## STATED EXERCISE
Show each line of the listing below that contains the string "black", copying the lines unchanged.

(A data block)
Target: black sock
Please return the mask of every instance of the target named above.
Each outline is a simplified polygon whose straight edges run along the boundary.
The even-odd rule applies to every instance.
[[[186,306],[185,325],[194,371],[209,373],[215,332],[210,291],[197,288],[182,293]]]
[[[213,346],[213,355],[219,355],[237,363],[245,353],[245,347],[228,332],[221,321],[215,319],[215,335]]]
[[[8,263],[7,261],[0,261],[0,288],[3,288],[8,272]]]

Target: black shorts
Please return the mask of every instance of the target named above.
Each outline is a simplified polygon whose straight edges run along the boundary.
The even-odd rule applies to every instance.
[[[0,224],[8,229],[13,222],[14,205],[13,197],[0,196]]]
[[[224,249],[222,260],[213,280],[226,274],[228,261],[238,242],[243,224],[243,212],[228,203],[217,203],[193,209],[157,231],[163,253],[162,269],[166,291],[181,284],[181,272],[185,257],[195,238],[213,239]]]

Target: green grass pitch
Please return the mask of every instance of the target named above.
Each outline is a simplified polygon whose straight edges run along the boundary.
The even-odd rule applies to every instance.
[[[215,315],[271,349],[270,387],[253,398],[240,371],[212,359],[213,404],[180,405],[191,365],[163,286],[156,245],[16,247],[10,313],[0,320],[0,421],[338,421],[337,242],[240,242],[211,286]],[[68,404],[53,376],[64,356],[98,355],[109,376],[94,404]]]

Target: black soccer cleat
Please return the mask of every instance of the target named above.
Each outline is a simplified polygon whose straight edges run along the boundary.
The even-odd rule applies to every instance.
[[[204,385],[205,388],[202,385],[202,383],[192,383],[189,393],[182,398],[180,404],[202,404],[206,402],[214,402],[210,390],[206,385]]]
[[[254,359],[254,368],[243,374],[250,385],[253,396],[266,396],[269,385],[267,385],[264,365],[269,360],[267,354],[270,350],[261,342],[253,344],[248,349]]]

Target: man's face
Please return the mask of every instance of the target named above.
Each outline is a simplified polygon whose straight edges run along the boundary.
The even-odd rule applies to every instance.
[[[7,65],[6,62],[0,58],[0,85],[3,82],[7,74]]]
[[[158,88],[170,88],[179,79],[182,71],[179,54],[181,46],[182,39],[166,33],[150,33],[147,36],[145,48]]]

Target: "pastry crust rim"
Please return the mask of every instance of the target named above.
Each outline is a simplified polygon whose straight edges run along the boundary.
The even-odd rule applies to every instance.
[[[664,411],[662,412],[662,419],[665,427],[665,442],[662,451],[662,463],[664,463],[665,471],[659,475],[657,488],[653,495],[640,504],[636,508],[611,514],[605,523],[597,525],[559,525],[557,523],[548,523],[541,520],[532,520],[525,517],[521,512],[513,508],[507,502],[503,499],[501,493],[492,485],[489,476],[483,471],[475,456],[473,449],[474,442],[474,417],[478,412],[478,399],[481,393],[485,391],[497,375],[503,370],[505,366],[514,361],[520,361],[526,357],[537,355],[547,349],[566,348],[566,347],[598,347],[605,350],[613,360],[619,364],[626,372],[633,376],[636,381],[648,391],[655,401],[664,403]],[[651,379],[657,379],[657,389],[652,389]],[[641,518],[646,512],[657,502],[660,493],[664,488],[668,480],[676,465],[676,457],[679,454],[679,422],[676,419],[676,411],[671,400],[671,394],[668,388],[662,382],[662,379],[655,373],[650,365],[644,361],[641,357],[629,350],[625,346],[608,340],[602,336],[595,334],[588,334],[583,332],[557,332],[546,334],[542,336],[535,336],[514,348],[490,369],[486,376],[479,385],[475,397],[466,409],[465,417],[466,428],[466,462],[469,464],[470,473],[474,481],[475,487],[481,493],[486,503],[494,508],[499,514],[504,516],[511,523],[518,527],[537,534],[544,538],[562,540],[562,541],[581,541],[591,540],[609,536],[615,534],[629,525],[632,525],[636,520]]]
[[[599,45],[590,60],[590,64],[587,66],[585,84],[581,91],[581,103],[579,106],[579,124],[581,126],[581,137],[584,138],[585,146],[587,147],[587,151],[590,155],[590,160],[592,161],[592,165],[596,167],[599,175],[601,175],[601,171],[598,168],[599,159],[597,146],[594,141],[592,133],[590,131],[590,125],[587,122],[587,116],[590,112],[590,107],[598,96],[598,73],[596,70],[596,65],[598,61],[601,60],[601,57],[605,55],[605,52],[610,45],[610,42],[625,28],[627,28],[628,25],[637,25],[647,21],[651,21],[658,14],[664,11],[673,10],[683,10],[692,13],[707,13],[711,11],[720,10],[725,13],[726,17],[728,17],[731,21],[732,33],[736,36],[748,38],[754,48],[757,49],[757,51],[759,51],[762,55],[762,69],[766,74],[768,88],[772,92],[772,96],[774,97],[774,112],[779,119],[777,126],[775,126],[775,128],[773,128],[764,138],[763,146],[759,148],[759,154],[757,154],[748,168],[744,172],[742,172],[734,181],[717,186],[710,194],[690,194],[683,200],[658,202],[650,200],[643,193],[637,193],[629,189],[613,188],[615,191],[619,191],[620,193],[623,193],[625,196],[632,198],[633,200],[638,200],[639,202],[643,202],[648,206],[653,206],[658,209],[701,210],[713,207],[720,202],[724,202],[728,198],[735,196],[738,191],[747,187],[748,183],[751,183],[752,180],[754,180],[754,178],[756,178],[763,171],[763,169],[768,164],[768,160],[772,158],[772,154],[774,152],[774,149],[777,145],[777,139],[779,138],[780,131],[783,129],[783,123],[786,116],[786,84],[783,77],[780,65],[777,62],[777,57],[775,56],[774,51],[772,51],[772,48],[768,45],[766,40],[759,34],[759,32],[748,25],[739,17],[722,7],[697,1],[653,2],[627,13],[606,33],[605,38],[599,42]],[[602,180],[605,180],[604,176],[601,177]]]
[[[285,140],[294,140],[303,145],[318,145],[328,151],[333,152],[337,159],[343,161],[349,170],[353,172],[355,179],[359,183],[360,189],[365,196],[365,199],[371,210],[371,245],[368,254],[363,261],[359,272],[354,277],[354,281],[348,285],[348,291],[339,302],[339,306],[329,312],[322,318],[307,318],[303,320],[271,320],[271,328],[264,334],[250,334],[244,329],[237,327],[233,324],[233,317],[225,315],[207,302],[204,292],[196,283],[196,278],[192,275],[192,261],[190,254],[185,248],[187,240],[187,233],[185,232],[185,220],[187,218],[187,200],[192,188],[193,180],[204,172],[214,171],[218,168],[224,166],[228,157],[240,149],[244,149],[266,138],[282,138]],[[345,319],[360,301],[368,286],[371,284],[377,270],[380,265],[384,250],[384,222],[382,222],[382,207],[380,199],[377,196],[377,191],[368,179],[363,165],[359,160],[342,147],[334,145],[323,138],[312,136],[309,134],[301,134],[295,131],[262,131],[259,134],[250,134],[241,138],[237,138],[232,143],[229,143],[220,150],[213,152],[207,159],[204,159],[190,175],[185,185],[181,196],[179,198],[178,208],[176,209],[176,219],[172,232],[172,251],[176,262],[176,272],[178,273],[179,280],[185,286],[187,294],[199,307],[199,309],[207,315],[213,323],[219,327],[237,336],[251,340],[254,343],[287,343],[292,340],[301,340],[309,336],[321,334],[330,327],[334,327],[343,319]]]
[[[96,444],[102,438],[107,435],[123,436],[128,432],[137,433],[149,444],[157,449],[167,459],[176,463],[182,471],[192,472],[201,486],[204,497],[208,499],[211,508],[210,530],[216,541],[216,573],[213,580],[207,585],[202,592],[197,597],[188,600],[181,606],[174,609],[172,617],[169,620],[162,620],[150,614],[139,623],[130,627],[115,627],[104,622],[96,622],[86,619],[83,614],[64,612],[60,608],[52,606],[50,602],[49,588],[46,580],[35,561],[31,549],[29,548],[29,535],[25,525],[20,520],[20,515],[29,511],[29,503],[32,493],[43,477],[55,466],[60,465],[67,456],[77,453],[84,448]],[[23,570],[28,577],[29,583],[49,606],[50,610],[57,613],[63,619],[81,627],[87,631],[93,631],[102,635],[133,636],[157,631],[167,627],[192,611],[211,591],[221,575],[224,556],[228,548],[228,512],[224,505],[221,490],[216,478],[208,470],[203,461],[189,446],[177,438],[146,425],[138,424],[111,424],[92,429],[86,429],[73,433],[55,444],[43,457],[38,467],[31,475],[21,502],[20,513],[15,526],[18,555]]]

## EXPECTED ANSWER
Target: black sock
Target: black shorts
Target: black soccer cleat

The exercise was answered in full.